*Passage to read:*
Translator’s Introduction (November 2000):
In the seventh century, the Arabs defeated Iran and imposed Islam on Iranians. For Nader Naderpour, the Islamic Revolution of 1979 was the second Islamic invasion. In Naderpour’s opinion, Iranian thinkers (he avoided the word intellectual because of its connection with Iranian leftists, as he explains in his endnotes) tried twice—unsuccessfully—to rid themselves of Islam, especially of Islamic governmental rule.
Here Naderpour explains why two historical “thinkers’ movements,” as he calls them, failed, and he describes how a third movement is needed to help Iran and Iranians rid themselves, once and for all, from the tyranny of Islamic domination.

*Required task 1:*
Locate every line in the listing that contains the string "main", matching case exactly, and copy each of those lines.
The listing that follows has no connection to the text above.

*Input data:*
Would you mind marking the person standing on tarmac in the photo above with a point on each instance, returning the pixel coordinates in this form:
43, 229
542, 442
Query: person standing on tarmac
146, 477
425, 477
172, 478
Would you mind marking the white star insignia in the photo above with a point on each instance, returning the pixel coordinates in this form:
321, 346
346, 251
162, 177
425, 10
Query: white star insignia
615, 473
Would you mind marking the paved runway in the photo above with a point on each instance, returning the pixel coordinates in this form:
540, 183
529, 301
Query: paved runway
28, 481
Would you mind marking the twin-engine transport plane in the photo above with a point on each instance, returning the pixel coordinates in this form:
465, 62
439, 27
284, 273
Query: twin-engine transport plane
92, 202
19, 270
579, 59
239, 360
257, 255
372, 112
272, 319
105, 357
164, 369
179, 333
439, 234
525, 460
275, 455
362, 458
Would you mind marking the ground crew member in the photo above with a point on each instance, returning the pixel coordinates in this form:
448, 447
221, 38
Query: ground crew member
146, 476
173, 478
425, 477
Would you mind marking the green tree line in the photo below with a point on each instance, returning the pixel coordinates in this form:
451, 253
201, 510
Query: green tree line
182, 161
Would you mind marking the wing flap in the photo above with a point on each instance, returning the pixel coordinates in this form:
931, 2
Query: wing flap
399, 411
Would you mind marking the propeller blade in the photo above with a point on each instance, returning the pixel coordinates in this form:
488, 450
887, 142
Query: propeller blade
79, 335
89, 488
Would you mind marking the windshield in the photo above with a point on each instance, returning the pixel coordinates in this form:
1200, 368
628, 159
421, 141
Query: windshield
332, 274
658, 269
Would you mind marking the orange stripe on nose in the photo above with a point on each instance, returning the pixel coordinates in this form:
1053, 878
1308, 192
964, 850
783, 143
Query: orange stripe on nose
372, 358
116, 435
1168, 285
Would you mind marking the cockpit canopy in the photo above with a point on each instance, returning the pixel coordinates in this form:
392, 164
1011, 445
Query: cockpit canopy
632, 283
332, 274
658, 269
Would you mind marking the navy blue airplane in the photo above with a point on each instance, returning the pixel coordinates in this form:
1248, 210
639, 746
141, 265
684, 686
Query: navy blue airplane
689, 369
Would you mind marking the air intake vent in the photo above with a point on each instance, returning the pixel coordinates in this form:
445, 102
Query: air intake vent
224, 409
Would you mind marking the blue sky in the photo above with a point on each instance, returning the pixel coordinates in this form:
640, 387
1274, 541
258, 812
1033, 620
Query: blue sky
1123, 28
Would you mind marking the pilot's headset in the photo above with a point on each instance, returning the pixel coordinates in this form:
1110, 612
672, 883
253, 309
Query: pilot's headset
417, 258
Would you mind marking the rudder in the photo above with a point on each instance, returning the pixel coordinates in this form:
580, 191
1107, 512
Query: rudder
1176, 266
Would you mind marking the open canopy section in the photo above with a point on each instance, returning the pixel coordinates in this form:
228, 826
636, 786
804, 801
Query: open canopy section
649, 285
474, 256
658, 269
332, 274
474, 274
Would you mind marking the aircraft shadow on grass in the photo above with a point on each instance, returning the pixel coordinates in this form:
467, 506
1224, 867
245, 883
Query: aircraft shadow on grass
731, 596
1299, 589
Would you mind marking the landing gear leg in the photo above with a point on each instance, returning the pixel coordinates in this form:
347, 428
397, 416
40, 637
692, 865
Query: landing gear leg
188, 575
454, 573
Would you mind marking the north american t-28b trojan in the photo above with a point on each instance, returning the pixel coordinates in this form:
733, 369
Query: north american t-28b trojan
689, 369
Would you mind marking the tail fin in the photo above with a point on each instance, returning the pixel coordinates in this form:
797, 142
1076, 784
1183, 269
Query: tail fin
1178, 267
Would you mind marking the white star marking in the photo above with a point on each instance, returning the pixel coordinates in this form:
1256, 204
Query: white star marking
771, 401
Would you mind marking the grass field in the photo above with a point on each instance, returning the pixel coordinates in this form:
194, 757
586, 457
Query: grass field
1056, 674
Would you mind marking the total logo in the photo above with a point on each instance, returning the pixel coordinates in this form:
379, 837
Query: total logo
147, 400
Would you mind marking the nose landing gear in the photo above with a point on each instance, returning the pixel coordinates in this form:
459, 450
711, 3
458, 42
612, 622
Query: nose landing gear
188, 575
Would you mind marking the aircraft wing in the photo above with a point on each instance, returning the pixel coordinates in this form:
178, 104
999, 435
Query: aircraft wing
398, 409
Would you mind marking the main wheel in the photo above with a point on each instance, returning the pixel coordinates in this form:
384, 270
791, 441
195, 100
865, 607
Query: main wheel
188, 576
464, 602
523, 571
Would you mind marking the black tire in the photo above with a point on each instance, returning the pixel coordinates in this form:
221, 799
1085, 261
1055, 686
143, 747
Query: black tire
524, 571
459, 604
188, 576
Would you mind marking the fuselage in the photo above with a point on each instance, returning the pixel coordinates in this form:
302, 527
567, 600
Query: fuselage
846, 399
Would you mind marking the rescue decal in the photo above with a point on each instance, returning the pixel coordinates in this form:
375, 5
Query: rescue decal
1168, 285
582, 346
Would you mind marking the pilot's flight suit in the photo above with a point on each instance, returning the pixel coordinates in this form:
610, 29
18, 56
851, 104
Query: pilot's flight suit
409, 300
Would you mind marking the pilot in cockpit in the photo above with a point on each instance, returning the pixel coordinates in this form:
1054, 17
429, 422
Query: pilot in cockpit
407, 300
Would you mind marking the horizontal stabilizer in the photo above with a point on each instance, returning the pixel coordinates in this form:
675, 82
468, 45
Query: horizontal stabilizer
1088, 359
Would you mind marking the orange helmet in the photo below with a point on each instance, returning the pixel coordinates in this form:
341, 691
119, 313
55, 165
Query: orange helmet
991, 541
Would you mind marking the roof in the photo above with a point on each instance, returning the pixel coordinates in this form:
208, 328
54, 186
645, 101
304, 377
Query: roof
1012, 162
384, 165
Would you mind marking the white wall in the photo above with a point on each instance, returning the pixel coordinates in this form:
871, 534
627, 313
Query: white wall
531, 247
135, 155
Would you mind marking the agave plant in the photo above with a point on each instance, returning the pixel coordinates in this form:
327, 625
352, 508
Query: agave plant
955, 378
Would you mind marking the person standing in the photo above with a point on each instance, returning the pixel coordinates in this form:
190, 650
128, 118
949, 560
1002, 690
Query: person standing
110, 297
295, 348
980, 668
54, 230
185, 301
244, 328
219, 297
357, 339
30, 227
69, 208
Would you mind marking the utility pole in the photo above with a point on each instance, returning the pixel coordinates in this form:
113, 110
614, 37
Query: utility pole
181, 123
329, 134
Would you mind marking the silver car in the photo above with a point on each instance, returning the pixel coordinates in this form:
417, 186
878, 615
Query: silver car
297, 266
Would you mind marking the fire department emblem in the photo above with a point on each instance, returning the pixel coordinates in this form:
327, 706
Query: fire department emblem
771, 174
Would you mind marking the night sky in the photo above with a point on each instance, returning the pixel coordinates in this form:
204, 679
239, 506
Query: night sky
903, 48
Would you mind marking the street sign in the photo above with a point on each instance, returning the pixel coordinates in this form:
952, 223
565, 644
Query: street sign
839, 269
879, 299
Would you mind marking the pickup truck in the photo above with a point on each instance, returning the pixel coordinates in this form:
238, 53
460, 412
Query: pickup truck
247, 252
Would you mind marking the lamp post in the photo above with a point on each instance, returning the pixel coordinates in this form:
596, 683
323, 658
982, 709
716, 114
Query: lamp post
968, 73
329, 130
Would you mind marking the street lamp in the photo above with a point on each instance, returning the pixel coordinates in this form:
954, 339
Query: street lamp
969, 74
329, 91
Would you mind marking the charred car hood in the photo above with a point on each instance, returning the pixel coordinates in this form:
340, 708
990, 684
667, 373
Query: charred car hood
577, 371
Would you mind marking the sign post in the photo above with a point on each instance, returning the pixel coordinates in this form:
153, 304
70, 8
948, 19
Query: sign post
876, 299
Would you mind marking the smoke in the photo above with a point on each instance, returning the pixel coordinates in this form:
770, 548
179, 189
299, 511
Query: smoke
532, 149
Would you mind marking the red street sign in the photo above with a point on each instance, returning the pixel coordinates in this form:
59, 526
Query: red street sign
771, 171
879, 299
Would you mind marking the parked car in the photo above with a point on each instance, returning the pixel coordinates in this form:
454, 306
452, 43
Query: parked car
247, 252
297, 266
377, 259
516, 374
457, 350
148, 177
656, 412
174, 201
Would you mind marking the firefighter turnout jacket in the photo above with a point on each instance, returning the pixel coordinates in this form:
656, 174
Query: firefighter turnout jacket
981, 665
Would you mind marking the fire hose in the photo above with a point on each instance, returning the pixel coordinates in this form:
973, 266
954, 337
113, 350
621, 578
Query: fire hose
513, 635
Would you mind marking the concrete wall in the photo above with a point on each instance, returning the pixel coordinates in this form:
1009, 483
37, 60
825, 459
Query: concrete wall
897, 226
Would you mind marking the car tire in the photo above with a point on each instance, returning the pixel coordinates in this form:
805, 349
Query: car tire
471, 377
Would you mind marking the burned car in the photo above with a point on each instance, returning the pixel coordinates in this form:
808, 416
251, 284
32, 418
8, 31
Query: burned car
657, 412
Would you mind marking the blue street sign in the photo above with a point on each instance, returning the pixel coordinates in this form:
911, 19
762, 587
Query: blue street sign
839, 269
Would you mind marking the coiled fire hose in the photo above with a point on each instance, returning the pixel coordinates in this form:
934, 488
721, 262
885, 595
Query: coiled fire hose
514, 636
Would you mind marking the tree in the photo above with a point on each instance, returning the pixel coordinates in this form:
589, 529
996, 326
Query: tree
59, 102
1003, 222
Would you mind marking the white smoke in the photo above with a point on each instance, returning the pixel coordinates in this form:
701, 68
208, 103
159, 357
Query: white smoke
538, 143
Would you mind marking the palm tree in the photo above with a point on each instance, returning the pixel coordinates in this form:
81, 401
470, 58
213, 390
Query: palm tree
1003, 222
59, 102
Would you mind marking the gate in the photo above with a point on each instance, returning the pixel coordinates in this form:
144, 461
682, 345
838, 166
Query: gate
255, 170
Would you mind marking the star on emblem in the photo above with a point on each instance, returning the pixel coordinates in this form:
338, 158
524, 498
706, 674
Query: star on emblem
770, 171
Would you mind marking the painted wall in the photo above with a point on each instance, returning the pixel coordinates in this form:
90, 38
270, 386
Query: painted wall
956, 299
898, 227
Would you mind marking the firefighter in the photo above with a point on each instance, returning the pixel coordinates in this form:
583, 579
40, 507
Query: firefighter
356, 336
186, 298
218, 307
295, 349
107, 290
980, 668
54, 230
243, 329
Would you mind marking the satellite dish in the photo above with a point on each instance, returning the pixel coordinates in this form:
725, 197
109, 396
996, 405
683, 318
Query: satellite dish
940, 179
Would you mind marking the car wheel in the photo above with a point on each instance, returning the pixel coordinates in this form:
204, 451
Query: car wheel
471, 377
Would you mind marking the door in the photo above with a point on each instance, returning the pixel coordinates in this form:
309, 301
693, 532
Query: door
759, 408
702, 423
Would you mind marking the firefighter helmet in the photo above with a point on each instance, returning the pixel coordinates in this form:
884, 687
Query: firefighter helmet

*Required task 2:*
List every ordinal number word that appears in the translator's introduction.

*Final answer 1:*
Would you mind marking the main wheel in the photo above with a point on each instance, returning the pixel coordinates in this form:
Query: main wheel

*Final answer 2:*
seventh, second, third